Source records
◆ ◆ ◆ ◆ ◆ ◆ ◆

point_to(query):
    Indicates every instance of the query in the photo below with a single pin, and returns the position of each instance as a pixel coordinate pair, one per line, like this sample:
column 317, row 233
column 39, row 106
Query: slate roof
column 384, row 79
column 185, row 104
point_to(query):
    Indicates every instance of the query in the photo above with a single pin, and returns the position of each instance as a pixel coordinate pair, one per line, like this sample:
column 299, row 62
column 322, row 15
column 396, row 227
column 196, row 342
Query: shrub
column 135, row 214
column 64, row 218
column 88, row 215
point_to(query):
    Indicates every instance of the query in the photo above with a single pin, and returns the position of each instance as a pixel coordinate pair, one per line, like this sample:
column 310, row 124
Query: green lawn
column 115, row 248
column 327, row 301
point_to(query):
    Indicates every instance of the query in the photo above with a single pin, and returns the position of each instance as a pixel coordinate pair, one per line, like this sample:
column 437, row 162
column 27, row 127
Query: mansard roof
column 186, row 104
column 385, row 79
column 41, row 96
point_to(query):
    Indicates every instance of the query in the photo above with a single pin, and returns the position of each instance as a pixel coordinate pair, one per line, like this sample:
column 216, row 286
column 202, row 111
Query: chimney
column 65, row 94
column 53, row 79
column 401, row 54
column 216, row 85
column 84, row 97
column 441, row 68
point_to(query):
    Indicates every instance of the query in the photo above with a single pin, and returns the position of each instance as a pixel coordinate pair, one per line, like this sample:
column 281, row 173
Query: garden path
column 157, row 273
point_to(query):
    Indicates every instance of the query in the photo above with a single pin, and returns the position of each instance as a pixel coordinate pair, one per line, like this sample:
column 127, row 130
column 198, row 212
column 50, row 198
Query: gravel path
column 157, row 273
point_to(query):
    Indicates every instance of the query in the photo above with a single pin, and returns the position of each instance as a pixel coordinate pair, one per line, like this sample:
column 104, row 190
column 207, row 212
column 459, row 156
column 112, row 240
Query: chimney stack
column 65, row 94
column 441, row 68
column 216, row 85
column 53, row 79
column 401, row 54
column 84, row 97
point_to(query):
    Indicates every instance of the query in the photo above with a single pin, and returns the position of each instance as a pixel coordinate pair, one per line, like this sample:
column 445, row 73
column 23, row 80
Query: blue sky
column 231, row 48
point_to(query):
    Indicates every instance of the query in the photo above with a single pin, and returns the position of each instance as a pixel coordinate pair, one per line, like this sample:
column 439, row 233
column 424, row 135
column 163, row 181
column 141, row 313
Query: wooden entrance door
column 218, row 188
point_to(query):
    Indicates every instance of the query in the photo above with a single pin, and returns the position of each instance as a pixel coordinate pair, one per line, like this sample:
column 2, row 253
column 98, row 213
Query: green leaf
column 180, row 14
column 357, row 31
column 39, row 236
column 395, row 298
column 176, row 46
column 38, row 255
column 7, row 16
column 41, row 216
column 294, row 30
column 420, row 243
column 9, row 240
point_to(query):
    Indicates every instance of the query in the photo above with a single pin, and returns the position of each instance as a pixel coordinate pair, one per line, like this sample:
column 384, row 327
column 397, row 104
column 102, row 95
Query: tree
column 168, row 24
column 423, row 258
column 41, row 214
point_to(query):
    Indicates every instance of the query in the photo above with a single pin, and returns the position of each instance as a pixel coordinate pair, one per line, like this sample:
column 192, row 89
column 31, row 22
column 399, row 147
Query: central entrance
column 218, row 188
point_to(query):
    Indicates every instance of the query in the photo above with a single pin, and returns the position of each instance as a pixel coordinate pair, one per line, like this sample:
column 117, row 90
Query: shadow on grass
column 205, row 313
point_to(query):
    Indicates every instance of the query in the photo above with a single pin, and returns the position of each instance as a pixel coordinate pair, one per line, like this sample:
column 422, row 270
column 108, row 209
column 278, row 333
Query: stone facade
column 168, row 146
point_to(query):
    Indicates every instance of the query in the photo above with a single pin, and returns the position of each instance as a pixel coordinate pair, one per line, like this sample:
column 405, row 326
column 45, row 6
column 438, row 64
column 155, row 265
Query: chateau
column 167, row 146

◆ ◆ ◆ ◆ ◆ ◆ ◆

- _TASK OBJECTIVE_
Arrange the lines of all the items above as a numbered list, omitting any blank lines.

- _OUTPUT BELOW_
1. point_to(query):
2.     Indicates every instance of the query in the photo below with a single pin, and returns the position of each instance as a pixel coordinate pair, one per line, like this sample:
3. column 317, row 233
4. column 39, row 106
5. Query: slate roof
6. column 384, row 79
7. column 185, row 104
8. point_to(query):
9.     Indicates every instance of the query in the photo above with a single pin, and returns the position of each instance as a pixel coordinate pair, one per line, like this sample:
10. column 299, row 62
11. column 322, row 15
12. column 396, row 227
13. column 196, row 342
14. Query: shrub
15. column 135, row 214
16. column 64, row 218
17. column 88, row 215
18. point_to(query):
19.     Indicates every instance of the query in the photo above with a single pin, and returns the position of each instance as a pixel coordinate pair, one per line, like this sample:
20. column 310, row 124
21. Query: green lawn
22. column 115, row 248
23. column 327, row 301
24. point_to(query):
25.     Indicates every instance of the query in the photo above with a single pin, and returns the position of each instance as a pixel coordinate pair, one per line, like this sample:
26. column 437, row 162
27. column 27, row 127
28. Query: mansard roof
29. column 186, row 104
30. column 385, row 79
31. column 41, row 96
32. point_to(query):
33.     Indicates every instance of the query in the photo above with a single pin, and returns the position of each instance as a pixel coordinate pair, one per line, like this sample:
34. column 216, row 286
35. column 202, row 111
36. Query: chimney
37. column 65, row 94
38. column 53, row 79
39. column 401, row 54
40. column 216, row 85
41. column 84, row 97
42. column 441, row 68
43. point_to(query):
44.     Indicates every instance of the query in the photo above with a single pin, and returns the position of each instance as a pixel coordinate pair, one per line, like this sample:
45. column 281, row 173
46. Query: garden path
47. column 157, row 273
48. point_to(query):
49.     Indicates every instance of the query in the photo above with a single pin, and returns the position of each instance as a pixel coordinate pair, one per line, like this sample:
50. column 127, row 130
51. column 198, row 212
52. column 50, row 198
53. Query: gravel path
54. column 157, row 273
55. point_to(query):
56.     Indicates every instance of the query in the photo above with a single pin, and returns the position of each instance as a pixel coordinate pair, one per line, like this sample:
57. column 104, row 190
58. column 207, row 212
59. column 459, row 156
60. column 112, row 240
61. Query: chimney stack
62. column 65, row 94
63. column 441, row 68
64. column 216, row 85
65. column 53, row 79
66. column 401, row 54
67. column 84, row 97
68. point_to(query):
69.     Indicates every instance of the query in the photo above with a single pin, and returns the position of each instance as a pixel coordinate pair, one per line, like this sample:
70. column 445, row 73
71. column 23, row 80
72. Query: blue sky
73. column 231, row 48
74. point_to(query):
75.     Indicates every instance of the query in the photo above with a single pin, and returns the position of each instance as a pixel coordinate pair, one per line, like this sample:
76. column 439, row 233
77. column 424, row 135
78. column 163, row 181
79. column 141, row 313
80. Query: wooden entrance door
81. column 218, row 188
82. point_to(query):
83.     Indicates every instance of the query in the photo above with a single pin, and returns the position of each instance as a pixel coordinate pair, one per line, like this sample:
84. column 2, row 253
85. column 98, row 213
86. Query: green leaf
87. column 180, row 14
88. column 357, row 31
89. column 39, row 236
90. column 395, row 298
91. column 176, row 46
92. column 38, row 255
93. column 7, row 16
94. column 41, row 216
95. column 294, row 30
96. column 420, row 243
97. column 9, row 240
98. point_to(query):
99.     Indicates every instance of the query in the photo above with a single pin, and returns the position of each instance as a pixel coordinate pair, one per line, like this sample:
100. column 384, row 327
101. column 397, row 104
102. column 102, row 95
103. Query: tree
104. column 168, row 24
105. column 423, row 258
106. column 41, row 214
107. point_to(query):
108.     Indicates every instance of the query in the photo above with a single pin, and returns the position of each instance as a pixel coordinate pair, one per line, like this sample:
109. column 192, row 89
110. column 31, row 22
111. column 399, row 147
112. Query: central entrance
113. column 218, row 188
114. point_to(query):
115.     Indicates every instance of the query in the photo above with a single pin, and returns the position of each instance as a pixel coordinate pair, one per line, like this sample:
116. column 117, row 90
117. Query: shadow on grass
118. column 205, row 313
119. point_to(query):
120.     Indicates every instance of the query in the photo above with a single pin, and returns the position of each instance as a pixel coordinate pair, one per line, like this sample:
121. column 422, row 270
122. column 108, row 209
123. column 278, row 333
124. Query: stone facade
125. column 168, row 146
126. point_to(query):
127.     Indicates every instance of the query in the photo above with a single pin, and returns the position of each instance as a pixel coordinate pair, one per line, like this sample:
128. column 405, row 326
129. column 45, row 6
130. column 438, row 64
131. column 155, row 265
132. Query: chateau
133. column 167, row 146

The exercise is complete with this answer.